[Action item]: What is needed here is an exact printout of the data, with no pictures included.

[Stored data entries]:
________

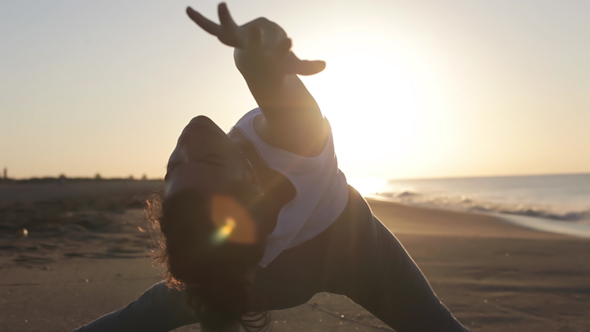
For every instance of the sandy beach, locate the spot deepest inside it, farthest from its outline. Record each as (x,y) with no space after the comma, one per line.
(71,253)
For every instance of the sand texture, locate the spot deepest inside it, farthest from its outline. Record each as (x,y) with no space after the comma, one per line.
(86,250)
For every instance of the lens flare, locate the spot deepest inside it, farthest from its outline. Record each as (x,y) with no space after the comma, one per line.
(224,231)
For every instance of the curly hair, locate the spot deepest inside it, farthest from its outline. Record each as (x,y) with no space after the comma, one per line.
(209,243)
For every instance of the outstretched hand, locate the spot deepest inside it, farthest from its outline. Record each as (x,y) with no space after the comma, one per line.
(262,48)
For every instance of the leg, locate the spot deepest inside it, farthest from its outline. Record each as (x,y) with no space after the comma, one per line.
(159,309)
(385,280)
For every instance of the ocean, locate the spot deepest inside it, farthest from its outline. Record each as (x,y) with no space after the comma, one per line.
(554,203)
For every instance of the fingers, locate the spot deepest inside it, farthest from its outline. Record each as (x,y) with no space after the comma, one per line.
(284,47)
(255,37)
(229,27)
(303,67)
(205,24)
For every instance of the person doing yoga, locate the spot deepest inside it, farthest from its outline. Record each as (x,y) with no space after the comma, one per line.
(262,219)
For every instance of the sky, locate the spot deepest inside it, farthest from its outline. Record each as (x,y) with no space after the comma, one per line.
(412,89)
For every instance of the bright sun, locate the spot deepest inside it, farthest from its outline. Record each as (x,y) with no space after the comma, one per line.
(371,103)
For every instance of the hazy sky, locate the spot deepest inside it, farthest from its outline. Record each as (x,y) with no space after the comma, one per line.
(412,88)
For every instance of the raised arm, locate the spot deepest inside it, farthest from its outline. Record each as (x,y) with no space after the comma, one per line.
(291,118)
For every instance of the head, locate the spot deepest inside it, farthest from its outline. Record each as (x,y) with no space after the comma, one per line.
(209,221)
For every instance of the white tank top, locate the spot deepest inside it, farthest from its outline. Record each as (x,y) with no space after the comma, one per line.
(321,190)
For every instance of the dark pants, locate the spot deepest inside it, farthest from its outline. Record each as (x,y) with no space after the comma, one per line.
(356,256)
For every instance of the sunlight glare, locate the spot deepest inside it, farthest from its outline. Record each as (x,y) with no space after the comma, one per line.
(367,186)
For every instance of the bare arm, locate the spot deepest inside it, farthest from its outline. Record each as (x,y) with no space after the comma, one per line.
(291,118)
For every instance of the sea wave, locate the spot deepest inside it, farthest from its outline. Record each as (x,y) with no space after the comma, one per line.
(467,203)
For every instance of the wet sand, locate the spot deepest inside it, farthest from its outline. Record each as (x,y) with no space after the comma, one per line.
(85,254)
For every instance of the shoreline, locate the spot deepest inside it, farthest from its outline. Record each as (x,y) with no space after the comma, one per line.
(492,275)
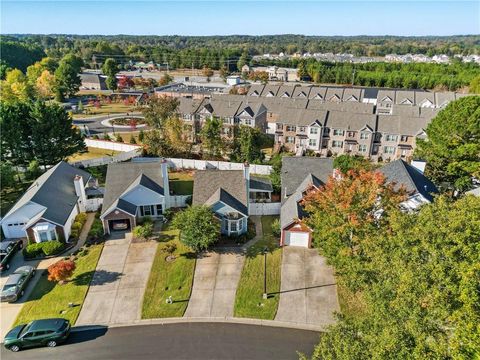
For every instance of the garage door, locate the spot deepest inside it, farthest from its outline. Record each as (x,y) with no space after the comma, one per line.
(14,230)
(295,238)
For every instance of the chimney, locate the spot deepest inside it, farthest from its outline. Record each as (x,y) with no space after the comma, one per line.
(166,186)
(80,192)
(246,175)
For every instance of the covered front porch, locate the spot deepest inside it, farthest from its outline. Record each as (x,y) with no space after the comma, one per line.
(233,224)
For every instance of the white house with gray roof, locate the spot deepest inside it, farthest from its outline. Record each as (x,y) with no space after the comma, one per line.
(134,190)
(303,174)
(48,208)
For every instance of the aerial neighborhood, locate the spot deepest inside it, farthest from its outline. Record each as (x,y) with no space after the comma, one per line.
(239,196)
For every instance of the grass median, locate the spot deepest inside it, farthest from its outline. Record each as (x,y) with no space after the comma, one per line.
(49,299)
(169,278)
(248,301)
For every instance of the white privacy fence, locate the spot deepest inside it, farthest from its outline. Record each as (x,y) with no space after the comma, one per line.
(178,164)
(264,208)
(179,200)
(111,145)
(124,156)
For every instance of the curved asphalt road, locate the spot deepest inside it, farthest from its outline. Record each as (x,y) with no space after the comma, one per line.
(178,341)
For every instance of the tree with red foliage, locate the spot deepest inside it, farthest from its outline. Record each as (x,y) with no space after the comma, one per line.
(61,271)
(345,216)
(125,82)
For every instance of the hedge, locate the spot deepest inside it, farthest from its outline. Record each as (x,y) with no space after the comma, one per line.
(45,248)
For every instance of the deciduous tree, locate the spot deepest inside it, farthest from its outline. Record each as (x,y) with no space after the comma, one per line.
(452,150)
(198,227)
(61,271)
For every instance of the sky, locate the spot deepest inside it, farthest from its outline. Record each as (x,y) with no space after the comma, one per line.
(354,17)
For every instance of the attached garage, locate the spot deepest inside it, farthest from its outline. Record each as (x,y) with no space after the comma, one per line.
(119,225)
(297,238)
(14,230)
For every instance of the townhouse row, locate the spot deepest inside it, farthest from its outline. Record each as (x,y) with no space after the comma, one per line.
(322,127)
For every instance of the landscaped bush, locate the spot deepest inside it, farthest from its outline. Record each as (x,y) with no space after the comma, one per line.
(45,248)
(96,231)
(276,229)
(52,247)
(143,231)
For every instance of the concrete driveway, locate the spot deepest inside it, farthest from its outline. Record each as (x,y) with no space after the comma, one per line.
(9,312)
(308,291)
(215,284)
(116,291)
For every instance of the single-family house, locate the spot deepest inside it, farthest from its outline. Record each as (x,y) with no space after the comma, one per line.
(48,208)
(301,175)
(228,193)
(134,190)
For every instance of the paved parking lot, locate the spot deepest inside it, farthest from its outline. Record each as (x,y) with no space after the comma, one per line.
(116,291)
(215,284)
(308,291)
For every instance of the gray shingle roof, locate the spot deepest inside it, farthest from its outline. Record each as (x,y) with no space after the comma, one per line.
(122,177)
(228,186)
(54,190)
(402,173)
(296,169)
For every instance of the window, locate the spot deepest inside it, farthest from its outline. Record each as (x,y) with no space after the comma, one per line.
(389,149)
(43,236)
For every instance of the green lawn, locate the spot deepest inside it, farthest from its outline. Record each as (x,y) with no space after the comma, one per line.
(49,299)
(181,183)
(248,301)
(169,279)
(92,153)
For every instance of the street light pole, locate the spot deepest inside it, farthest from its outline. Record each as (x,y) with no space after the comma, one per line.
(265,295)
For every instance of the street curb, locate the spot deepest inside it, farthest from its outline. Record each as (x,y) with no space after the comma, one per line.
(227,320)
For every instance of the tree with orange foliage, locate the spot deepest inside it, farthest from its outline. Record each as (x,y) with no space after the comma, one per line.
(61,271)
(345,216)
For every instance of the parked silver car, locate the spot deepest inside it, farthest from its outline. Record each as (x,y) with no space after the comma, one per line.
(16,283)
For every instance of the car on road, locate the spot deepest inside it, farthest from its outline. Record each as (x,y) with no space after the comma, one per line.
(16,283)
(8,248)
(45,332)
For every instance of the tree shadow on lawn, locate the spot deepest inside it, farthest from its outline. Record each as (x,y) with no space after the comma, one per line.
(96,277)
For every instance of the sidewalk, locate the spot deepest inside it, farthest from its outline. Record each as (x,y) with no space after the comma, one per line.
(9,312)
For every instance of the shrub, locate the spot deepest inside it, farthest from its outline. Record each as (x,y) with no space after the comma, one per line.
(32,250)
(96,231)
(81,218)
(46,248)
(276,230)
(143,231)
(61,270)
(52,247)
(170,248)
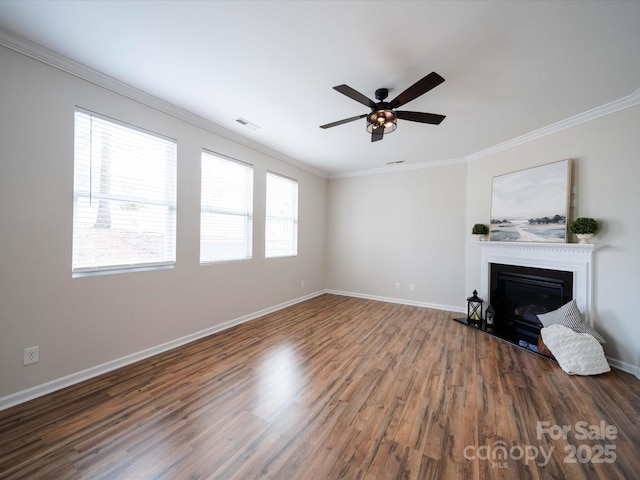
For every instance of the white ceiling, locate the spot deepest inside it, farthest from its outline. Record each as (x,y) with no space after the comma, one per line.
(510,67)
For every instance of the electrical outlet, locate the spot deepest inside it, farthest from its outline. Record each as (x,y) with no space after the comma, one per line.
(31,355)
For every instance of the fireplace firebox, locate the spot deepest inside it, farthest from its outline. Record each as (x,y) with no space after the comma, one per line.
(519,293)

________

[Task output]:
For every instance of the sandy beach, locate the spot deepest inside it, farthest from its outline. Record each as (x,y) with no space after the comma, one per line.
(71,253)
For every instance of the sand texture, locate the spot deepest inside it, farthest from its outline. Record each as (x,y) with no space after the comma, one per line.
(86,250)
For every instance of the lens flare, locate the spot deepest inside it, farthest from its outline. Record each as (x,y) with no space after the comma, one per line.
(224,231)
For every instance of the curly hair, locate the spot deepest inside it, farthest from its outline. Record each as (x,y) with no space after the comma, one per line.
(209,243)
For every instance of the outstretched hand, locate the spot deepest inside it, farthest from its outline. Record each as (x,y) with no space after the comma, one per line.
(262,48)
For every instance of the leg, locate the spot deepest inside it, farthest from its outline. Record each as (x,y) with no space after the comma, one per line.
(159,309)
(385,280)
For every instance of the ocean, locate the spot deepest inside it, farthest from its outline. Record each as (x,y) with no space after the comma, one per line.
(554,203)
For every instance of the fingers, locate the spot deepest inside it, farthest from its outline. Record each as (x,y) with no space after the comma, one per line.
(284,47)
(255,37)
(229,27)
(303,67)
(205,24)
For every instance of the person doing yoga, locate the spot deepest inside it, farthest from its outline. Record each as (x,y) with no space after the comma, one per line.
(262,219)
For every instance of the sky, locate the spot deepest inside it, farthest from its outline. Record each as (x,y) with no space after the comma, one per line.
(412,89)
For every instance of the bright sun, locate the spot deepest inside it, farthest from its outline. Record each as (x,y) with no space after the comma, one per line.
(371,103)
For every instance of the hazy sky, locate the spot deepest inside it, farthest from its outline. Record each as (x,y) with no space after the comma, one per line.
(412,88)
For every instance of the raised arm, locate the spot deepest inside it, farthest from its outline. Record each as (x,y) with no space after the comma, one per line.
(291,118)
For every instance of the head, locate the spot deepest inside it, farthest from its outline. Record each as (x,y) with no space after the comma, one per line.
(209,221)
For every instance of the white tank top, locate the spot deepest inside it, farthest from its outline. Record each as (x,y) with no space after the comma, one per line.
(321,190)
For every instance of the dark pants, locate the spot deepest inside it, farthest from its outline. Record each as (x,y) with no space after the comma, one per line.
(356,256)
For every instance of the sunlight glare, locate the spot deepest inside it, farthest from its outline. Record each as (x,y) with no space after the comma, one per line.
(367,186)
For every instance of the bare arm, locate the spot deepest inside it, farthest from its outline. Record each as (x,y) with no space after the comma, one per line.
(291,118)
For every instance of the sea wave, locate the spot deepest inside it, farthest from its outline. Record each as (x,y) with no space after the comma, one per line.
(467,203)
For every instance of the wet sand, locate the spot deepest inside it, farthest from its outline. Record each as (x,y) with no space after the comma, one per line.
(85,254)
For every instance of the shoreline, locate the spot deepest inside it, farthest from its outline. Record each as (x,y) with no space after the comma, one per line.
(492,275)
For every instance of the garage door, locate the spot deepest inside it, farthest from its outline. Record each as (x,y) with no space after the comma, one per line.
(14,230)
(295,238)
For every instance of the chimney, locate the spot deepest inside it, farthest from its outline. Record each as (x,y) with no space after the comma, one per line.
(166,186)
(80,192)
(246,175)
For every instance of the covered front porch, locate the spot deepest inside it, farthest from its outline. Record each as (x,y) with no space after the comma, one per line.
(233,224)
For every instance of the white house with gray roof, locate the spot deepest inside it, farthest from its outline. Record each as (x,y) with no space after the comma, one per line.
(134,190)
(303,174)
(48,208)
For every instance of the aerial neighborhood, locate the spot deepest inside it, farthest from its outline. Record each as (x,y) with no space after the comma, one per line.
(239,196)
For every instance of the grass median, locate the spot deepest inside it, farthest from its outline. Record each as (x,y) with no space after the comma, one per line.
(49,299)
(169,278)
(248,301)
For every instance of the white privacy fence, locate the spot deepest inside it, farthest from its outline. Record each as (x,y) with no space after the comma, one per line.
(178,164)
(264,208)
(179,200)
(111,145)
(124,156)
For every instance of the curved asphalt road, locate the spot deepest inside it, farthest from its outline. Record each as (x,y) with no space after the comma, one per line.
(178,341)
For every instance of the tree with red foliage, locate the spot deepest inside it, farthest from its outline. Record each as (x,y) with no space after the comma, one per line.
(61,271)
(345,216)
(125,82)
For every instance of the hedge, locate the spot deepest inside it, farthest from its outline. Record each as (x,y) with no space after the comma, one per line.
(45,248)
For every instance of the deciduous tree, locate the spot deepest inside it, farthest from its outline. Record each as (x,y) with no space after the comma, one per line.
(452,150)
(198,227)
(61,271)
For every instance of the sky, locate the spot deepest inside it, farthest from its outline. Record each as (x,y) with no space after the comma, one per line.
(354,17)
For every instance of the attached garage, locate the spot deepest inside it, farthest from its outline. Record each as (x,y) with no space after the comma, one per line.
(119,225)
(297,238)
(14,230)
For every instance of the townhouse row, locate the spot deepest inside it, farthest from its outline. Record each as (x,y) with no space after the comma, one per line.
(322,127)
For every instance of the landscaped bush, locate the spot deepest inside it, farthest from its outline. Record each as (x,y) with no space after the comma, one per line.
(45,248)
(96,231)
(276,229)
(52,247)
(143,231)
For every instance of the concrete driveway, locate the spot deepest inside it, farthest from its outline. Record each as (x,y) with no space after the comma, one per line.
(9,312)
(308,291)
(215,284)
(116,291)
For every instance of the single-family house, locate the spot deepest inside it, farthest from its outline. Record each as (x,y) with no space after the comma, one per line.
(48,208)
(301,175)
(228,193)
(134,190)
For every instance of the paved parking lot, locate the spot deepest inside it, farthest from its outline. Record each as (x,y) with no space after the comma, one per line.
(116,291)
(215,284)
(308,291)
For every instance of the gray shingle roof, locate the spot deepest inside it, farthest from its outline. Record each as (x,y) with no space after the comma, one per line.
(122,177)
(228,186)
(54,190)
(402,173)
(296,169)
For every instance of the window, locate the spot deepest inside it, farthest from its outline. Record each as (x,y) with no space after the comma, one per line.
(389,149)
(43,236)
For every instance of the green lawn, locate the spot deepest inside it, farthest from its outline. Record each as (x,y) with no space after the comma, one per line.
(49,299)
(181,183)
(248,301)
(169,279)
(92,153)
For every instance of the street light pole, locate the spot deepest inside it, farthest from its outline. Record each as (x,y) with no space after the comma, one per line.
(265,295)
For every instance of the street curb, locate the spot deepest inside it, farthest from its outline. Record each as (x,y) with no space after the comma, one per line.
(227,320)
For every instance of the tree with orange foliage, locate the spot deepest inside it, farthest from its outline. Record each as (x,y) with no space after the comma, one per line.
(61,271)
(345,216)
For every instance of the parked silver car, locate the spot deepest inside it, farthest from its outline. Record each as (x,y) with no space after the comma, one per line.
(16,283)
For every instance of the car on road, locate the spot deepest inside it, farthest from its outline. Record each as (x,y) with no space after the comma, one per line.
(16,283)
(8,248)
(45,332)
For every instance of the tree shadow on lawn, locate the spot deepest inside it, farthest from its outline. Record each as (x,y) with no space after the comma, one per line.
(96,277)
For every instance of the sidewalk, locate the spot deepest inside it, farthest from its outline. Record each as (x,y) with no space after the comma, one per line.
(9,312)
For every instance of the shrub, locate the spot deepest inside it, farthest from its outline. Record each as (x,y) with no space after the comma, one per line.
(32,250)
(96,231)
(81,218)
(46,248)
(276,230)
(143,231)
(61,270)
(52,247)
(170,248)
For every instance of the white ceiling, locate the spot deepest inside it, farthest from its outline. Record each as (x,y) with no space after the comma, one per line.
(510,67)
For every instance of the electrical outlet, locate the spot deepest inside it, farthest from its outline. Record each as (x,y) with no space after the comma, one per line.
(31,355)
For every instance of the fireplace firebox, locate the spot deepest inside it, farthest from its outline. Record each as (x,y) with no space after the comma, one per line.
(519,293)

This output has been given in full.